Copy the data below word for word, from the very start through the line containing "M 82 47 L 80", including that line. Leave the pictures out of your copy.
[Start of Data extract]
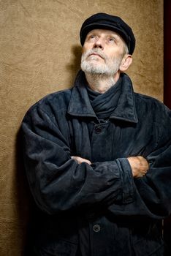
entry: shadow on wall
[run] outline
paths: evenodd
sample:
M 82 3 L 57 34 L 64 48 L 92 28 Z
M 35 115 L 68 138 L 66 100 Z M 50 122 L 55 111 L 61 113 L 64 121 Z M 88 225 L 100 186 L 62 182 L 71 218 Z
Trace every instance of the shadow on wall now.
M 82 47 L 80 45 L 73 45 L 71 48 L 71 53 L 72 53 L 72 59 L 70 63 L 66 64 L 66 69 L 69 72 L 69 80 L 73 84 L 76 75 L 80 69 Z
M 66 64 L 71 84 L 73 84 L 76 74 L 80 69 L 81 48 L 81 46 L 79 45 L 72 46 L 71 49 L 72 53 L 72 60 L 70 63 Z M 15 143 L 15 173 L 13 188 L 13 190 L 16 192 L 20 256 L 29 255 L 30 239 L 28 238 L 30 238 L 29 234 L 31 233 L 31 229 L 34 225 L 34 216 L 37 212 L 24 169 L 22 136 L 20 129 L 17 134 Z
[End of Data extract]
> Problem solution
entry: shadow on wall
[run] outline
paths: evenodd
sample:
M 82 3 L 57 34 L 64 48 L 92 28 Z
M 35 115 L 68 138 L 66 100 Z M 50 122 L 55 111 L 61 113 L 64 121 Z M 88 225 L 100 186 L 62 182 L 71 218 Z
Trace every instance of the shadow on wall now.
M 82 47 L 80 45 L 73 45 L 71 48 L 71 53 L 72 53 L 72 59 L 70 63 L 66 64 L 66 69 L 69 72 L 69 80 L 73 84 L 76 75 L 80 69 Z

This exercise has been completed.